- **SELECTED EXCERPT**:

ASA BOYNTON AND HIS WORK


"Asa Boynton, of Haverhill, New Hampshire, after making a journey to Ohio and viewing the property, became the purchaser in connection with Matthew White and Lawson Drury, and they moved to Ohio with their families 1810. White had 850 acres of the Gervais tract, which was taken off the lower side of the tract, and Drury a strip sixty-four rods wide in front, next to the Duponceau lot, on the upper side of the Gervais tract, and covering the back end of the Duponceau lot, the rest belonged to Boynton, and that part of, it fronting on the river still belongs mostly to his grandchildren. Boynton was industrious and enterprising, and of the stock needed to develop a new country. It was difficult at that early day to get money for produce, and Boynton built a flat-boat and took a load to New Orleans; took his return passage home on the steamboat Congress and was thirty-one days getting to Louisville.

- **THE TASKS**:
a – In one to three sentences, explain why, according to the excerpt about Asa Boynton, Boynton built a flat-boat and took a load to New Orleans.
b – Pick up the excerpt about Asa Boynton after its last sentence and continue it.
The records that come next are from a different source than the excerpt about Asa Boynton.

- **EXCERPTED RECORDS**:
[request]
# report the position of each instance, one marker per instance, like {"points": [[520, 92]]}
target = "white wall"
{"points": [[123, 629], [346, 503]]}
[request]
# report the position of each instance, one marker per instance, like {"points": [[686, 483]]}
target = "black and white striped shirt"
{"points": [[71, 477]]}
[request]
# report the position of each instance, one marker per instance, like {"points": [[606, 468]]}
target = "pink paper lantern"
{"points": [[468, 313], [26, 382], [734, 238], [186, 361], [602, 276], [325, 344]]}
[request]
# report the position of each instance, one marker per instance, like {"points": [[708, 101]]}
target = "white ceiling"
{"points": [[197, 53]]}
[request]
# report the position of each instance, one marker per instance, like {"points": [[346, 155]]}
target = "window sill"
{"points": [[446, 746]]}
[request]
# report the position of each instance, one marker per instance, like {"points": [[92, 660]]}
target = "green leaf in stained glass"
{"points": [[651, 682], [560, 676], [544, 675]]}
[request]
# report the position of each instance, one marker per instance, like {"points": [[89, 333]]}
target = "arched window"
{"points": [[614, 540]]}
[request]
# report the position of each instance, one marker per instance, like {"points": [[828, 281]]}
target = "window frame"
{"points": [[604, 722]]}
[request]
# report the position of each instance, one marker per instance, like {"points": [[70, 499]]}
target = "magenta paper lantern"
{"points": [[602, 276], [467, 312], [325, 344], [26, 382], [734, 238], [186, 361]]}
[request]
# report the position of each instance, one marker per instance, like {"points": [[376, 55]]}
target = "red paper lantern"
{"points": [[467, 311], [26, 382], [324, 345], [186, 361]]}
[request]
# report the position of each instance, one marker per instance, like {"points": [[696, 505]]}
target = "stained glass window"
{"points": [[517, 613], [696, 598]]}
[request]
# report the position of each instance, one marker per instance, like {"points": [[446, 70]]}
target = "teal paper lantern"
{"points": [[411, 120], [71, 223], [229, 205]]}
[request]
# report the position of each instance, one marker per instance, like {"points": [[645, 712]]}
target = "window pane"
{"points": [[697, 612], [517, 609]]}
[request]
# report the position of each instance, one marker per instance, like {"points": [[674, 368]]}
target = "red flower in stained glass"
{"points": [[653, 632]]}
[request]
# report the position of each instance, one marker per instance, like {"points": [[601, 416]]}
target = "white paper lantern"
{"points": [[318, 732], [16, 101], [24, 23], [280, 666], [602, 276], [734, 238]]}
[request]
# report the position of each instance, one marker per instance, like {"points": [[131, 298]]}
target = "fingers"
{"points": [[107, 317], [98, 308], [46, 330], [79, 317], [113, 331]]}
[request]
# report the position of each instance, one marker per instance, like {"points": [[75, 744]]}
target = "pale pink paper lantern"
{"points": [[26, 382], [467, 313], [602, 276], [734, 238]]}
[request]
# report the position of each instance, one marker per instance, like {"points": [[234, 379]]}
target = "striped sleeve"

...

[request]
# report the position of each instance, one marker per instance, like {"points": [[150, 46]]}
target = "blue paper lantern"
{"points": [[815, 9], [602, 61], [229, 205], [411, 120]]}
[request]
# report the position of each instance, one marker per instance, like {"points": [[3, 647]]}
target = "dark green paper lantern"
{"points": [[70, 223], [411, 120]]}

- **TASK-BY-TASK ANSWERS**:
a – Boynton built a flat-boat and took a load to New Orleans because, at that early day, it was difficult to get money for produce.

b –
PIONEER MILLS


"Mr. Boynton had built in 1813 the best horse mill then in the country, which enabled him to make good flour. The only disadvantage was, the bolt had to be turned by hand. If he ground for a customer and furnished the team, he took one-fourth toll ; if the customer furnished his team, he took one-eighth toll. Boynton, in connection with his millwright, Mr. Skinner, and Mr. Thurston, built a water mill on Storm's creek, in the hills back of where Ironton now stands, where sawing and grinding were done. Boynton sold E. H. Oaks seven acres off his upper corner on the river, and next to that an acre to Madam Naylor, a sister of Mrs. Serot, who married Dr. Andrew Lacroix in Alexandria. Shortly after the death of her husband Mrs. Naylor, then a young woman, removed to Baltimore, and did not come to Ohio until 1823, bringing with her a daughter, Sally, who married James S. Fulsom. Mrs. Naylor kept the first dry-goods store in Haverhill.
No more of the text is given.